Pull out each line of the data that includes the word "grass".

Natural-language object grounding data:
┌──

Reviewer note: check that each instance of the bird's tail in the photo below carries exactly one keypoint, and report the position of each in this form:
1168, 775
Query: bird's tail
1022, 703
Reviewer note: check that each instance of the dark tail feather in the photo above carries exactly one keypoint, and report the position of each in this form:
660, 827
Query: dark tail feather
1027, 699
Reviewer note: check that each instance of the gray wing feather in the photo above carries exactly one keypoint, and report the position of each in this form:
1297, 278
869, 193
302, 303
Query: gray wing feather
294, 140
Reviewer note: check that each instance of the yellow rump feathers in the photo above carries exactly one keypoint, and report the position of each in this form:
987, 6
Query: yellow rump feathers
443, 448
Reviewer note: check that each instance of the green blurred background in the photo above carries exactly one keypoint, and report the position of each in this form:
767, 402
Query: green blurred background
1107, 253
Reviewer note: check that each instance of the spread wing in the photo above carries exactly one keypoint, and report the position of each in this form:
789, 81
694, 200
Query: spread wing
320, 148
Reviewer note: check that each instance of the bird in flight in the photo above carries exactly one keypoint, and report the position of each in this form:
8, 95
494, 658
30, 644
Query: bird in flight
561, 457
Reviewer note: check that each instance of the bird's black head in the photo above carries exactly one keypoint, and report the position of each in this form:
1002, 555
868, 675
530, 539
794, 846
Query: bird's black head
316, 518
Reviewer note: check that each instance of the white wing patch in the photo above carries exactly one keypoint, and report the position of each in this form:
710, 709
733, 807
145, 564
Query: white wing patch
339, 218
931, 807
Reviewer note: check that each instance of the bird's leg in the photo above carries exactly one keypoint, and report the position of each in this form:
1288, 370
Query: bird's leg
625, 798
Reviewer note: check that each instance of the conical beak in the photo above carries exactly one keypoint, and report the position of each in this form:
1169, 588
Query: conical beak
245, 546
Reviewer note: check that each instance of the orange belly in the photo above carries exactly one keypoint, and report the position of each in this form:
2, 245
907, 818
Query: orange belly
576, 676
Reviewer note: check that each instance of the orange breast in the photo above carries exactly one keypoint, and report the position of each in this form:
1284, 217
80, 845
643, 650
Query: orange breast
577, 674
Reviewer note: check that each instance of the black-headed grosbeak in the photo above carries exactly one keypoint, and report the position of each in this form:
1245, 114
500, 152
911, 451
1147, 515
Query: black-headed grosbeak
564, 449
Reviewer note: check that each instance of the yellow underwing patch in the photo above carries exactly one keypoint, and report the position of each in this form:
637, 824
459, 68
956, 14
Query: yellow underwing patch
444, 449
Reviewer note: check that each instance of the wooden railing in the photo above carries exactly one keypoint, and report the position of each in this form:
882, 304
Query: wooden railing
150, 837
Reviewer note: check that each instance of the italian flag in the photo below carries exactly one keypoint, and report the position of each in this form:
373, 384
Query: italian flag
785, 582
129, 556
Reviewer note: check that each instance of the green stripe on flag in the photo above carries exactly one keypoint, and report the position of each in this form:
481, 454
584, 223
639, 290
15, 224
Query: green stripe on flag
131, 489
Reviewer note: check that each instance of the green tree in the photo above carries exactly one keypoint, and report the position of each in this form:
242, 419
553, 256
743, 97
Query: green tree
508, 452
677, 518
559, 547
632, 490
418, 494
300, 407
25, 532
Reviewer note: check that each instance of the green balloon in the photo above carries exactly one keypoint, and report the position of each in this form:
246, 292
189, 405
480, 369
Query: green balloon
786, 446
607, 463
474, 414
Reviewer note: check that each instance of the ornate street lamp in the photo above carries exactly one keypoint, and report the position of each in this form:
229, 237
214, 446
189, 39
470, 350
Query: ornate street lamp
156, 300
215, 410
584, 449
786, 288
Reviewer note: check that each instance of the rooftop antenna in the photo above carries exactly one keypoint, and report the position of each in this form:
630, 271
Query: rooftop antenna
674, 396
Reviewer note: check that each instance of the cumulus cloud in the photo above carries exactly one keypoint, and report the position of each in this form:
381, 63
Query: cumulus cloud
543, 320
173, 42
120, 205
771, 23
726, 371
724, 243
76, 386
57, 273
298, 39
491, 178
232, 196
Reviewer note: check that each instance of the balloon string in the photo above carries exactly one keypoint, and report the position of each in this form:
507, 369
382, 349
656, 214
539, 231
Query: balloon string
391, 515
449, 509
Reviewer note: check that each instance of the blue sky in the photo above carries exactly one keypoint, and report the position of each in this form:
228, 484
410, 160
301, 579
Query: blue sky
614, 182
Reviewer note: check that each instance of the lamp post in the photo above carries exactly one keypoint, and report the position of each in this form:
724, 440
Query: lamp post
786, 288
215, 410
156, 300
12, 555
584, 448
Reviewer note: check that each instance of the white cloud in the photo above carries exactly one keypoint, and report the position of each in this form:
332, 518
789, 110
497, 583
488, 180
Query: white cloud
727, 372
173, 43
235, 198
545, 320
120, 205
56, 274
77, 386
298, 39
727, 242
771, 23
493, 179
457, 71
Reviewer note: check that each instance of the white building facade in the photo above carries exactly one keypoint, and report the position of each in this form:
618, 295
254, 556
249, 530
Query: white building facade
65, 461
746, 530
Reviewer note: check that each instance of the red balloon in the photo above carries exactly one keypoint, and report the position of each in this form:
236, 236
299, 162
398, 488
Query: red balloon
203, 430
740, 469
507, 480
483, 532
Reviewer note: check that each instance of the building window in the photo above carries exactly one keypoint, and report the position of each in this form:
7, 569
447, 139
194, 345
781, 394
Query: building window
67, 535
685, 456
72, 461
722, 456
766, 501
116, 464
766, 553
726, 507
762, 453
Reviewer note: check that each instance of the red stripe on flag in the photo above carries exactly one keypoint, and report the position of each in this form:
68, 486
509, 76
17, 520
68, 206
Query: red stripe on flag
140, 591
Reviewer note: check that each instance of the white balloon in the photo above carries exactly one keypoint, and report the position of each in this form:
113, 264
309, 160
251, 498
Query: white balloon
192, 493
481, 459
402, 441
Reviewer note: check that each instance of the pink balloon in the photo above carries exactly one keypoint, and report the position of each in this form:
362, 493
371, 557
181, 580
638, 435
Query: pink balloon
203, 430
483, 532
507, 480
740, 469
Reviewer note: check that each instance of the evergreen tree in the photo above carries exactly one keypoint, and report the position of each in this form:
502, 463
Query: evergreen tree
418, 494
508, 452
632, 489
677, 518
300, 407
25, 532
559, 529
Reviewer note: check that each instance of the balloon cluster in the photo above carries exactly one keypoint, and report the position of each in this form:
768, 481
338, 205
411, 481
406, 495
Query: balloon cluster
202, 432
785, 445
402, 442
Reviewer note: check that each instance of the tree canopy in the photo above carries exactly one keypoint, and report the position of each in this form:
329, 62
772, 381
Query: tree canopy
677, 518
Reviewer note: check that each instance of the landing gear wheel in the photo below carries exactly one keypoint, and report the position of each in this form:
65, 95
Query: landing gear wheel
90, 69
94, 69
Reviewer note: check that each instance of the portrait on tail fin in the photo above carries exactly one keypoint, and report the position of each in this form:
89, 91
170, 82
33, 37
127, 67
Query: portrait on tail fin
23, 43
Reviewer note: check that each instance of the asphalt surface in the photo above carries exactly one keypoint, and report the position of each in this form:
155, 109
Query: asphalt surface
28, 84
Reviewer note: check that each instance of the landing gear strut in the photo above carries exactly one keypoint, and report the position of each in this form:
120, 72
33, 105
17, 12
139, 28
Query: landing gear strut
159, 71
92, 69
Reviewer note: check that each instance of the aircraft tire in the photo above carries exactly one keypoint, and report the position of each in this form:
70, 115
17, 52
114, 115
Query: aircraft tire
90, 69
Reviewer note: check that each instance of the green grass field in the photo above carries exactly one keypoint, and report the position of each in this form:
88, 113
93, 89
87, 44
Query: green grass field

└──

#### YOUR RESPONSE
Reviewer note: check that each instance of the green grass field in the photo above carries exactly one keypoint, and report the position of each in this form:
Query: green grass field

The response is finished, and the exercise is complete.